_Work instructions_
From the text below about listening in noise, list every researcher it names, one per line.

:: Text shown

Listening in quiet conditions is actually quite rare. Most of the time there is some kind of noise present, whether it is traffic, machinery, or simply other conversations. As native speakers with a rich experience of the language and the context in which speech occurs, we have a great capacity to reconstruct the part of the message obscured by noise. However, errors still occur at times. A group involving Dr García Lecumberri, Ikerbasque Research Professor Martin Cooke, along with researchers Dr Jon Barker and Dr Ricard Marxer of the University of Sheffield (UK) have identified 3,207 "consistent" confusions. The confusions are said to be consistent because, in every case, a significant number of listeners agree. This type of confusion is extremely valuable in the construction of models of speech perception, since any model capable of making the same error is very likely to be undergoing the same processes as those in human listeners.

::::
:: Recorded information

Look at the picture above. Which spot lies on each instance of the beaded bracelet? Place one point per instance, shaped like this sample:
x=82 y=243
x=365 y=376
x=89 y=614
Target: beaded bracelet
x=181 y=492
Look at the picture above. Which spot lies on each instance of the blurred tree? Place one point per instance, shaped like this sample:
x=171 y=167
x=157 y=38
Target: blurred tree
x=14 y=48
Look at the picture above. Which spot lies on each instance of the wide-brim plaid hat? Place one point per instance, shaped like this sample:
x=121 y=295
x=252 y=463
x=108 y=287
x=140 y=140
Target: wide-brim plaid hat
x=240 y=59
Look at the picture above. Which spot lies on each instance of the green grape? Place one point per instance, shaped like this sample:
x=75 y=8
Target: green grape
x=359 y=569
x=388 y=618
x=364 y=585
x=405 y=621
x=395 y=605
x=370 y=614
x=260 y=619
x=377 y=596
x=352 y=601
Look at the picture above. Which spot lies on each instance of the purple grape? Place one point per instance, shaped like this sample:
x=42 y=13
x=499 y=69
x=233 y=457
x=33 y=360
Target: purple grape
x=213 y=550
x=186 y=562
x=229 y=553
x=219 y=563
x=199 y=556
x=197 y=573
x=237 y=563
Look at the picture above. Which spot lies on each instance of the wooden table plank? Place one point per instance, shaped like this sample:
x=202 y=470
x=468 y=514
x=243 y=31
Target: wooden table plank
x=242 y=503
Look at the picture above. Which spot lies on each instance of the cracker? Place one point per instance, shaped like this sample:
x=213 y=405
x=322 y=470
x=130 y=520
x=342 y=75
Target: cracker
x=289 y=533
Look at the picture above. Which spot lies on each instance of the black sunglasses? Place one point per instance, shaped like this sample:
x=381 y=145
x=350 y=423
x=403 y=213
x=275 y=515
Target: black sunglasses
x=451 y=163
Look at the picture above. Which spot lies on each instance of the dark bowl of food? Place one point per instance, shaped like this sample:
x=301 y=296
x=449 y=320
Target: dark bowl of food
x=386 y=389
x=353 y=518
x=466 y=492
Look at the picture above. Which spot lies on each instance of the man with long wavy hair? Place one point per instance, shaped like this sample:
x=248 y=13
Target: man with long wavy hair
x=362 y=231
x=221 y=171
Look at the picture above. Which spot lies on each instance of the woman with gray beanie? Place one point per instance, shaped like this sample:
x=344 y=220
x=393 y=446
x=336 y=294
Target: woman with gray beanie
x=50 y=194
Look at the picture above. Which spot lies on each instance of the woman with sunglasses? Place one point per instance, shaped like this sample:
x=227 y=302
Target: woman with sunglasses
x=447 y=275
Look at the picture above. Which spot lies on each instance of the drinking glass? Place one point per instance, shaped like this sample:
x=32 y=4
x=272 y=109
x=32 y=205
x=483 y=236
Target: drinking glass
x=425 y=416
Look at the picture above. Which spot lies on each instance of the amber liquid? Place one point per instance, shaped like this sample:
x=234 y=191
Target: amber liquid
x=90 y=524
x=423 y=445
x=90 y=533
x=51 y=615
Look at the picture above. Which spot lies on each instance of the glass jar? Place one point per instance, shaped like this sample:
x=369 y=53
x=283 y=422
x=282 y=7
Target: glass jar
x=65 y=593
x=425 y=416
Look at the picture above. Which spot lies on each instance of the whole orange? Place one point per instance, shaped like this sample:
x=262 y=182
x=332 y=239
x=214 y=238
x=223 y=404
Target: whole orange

::::

_Task solution_
Dr García Lecumberri
Martin Cooke
Dr Jon Barker
Dr Ricard Marxer